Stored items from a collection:
- - - - - - -

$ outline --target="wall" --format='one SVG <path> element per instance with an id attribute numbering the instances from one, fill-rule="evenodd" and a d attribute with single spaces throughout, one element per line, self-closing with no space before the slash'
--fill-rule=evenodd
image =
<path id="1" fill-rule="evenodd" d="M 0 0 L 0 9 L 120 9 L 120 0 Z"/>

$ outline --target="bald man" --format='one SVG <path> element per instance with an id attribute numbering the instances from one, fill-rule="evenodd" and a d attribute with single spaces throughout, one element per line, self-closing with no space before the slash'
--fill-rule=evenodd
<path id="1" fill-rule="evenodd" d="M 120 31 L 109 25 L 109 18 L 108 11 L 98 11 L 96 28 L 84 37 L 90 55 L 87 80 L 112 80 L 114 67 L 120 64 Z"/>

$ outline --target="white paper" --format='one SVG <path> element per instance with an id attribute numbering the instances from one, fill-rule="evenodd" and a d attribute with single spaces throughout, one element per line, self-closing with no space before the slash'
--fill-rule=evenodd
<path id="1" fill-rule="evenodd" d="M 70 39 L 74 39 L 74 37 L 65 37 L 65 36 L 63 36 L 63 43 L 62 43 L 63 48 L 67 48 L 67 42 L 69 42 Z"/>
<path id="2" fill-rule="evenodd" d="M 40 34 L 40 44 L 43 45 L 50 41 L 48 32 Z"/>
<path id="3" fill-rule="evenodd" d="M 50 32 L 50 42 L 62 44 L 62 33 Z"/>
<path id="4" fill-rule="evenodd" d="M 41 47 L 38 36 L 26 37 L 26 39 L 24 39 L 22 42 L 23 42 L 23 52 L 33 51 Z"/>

- - - - - - -

YOUR GOAL: All the lines above need to be retyped exactly, with nothing left out.

COMPLETED TASK:
$ outline --target="wall" --format='one SVG <path> element per instance with an id attribute numbering the instances from one, fill-rule="evenodd" and a d attribute with single spaces throughout, one element per line, self-closing with no space before the slash'
--fill-rule=evenodd
image =
<path id="1" fill-rule="evenodd" d="M 0 0 L 0 9 L 120 9 L 120 0 Z"/>

$ outline --target="bald man" --format='one SVG <path> element per instance with an id attribute numbering the instances from one, fill-rule="evenodd" and a d attribute with single spaces throughout, one element per line, self-closing with no space before the slash'
--fill-rule=evenodd
<path id="1" fill-rule="evenodd" d="M 120 31 L 109 25 L 109 18 L 108 11 L 98 11 L 96 28 L 84 37 L 90 55 L 87 80 L 112 80 L 114 67 L 120 64 Z"/>

$ outline --target="white paper" --format='one SVG <path> element per instance with an id attribute numbering the instances from one, fill-rule="evenodd" and a d attribute with single spaces throughout, one element per line, self-closing with no space before the slash'
--fill-rule=evenodd
<path id="1" fill-rule="evenodd" d="M 70 39 L 74 39 L 74 37 L 65 37 L 65 36 L 63 36 L 63 43 L 62 43 L 63 48 L 67 48 L 67 42 L 69 42 Z"/>
<path id="2" fill-rule="evenodd" d="M 40 34 L 40 44 L 43 45 L 50 41 L 48 32 Z"/>
<path id="3" fill-rule="evenodd" d="M 50 32 L 50 42 L 62 44 L 62 33 Z"/>
<path id="4" fill-rule="evenodd" d="M 41 47 L 38 36 L 26 37 L 26 39 L 24 39 L 22 42 L 23 42 L 23 52 L 33 51 Z"/>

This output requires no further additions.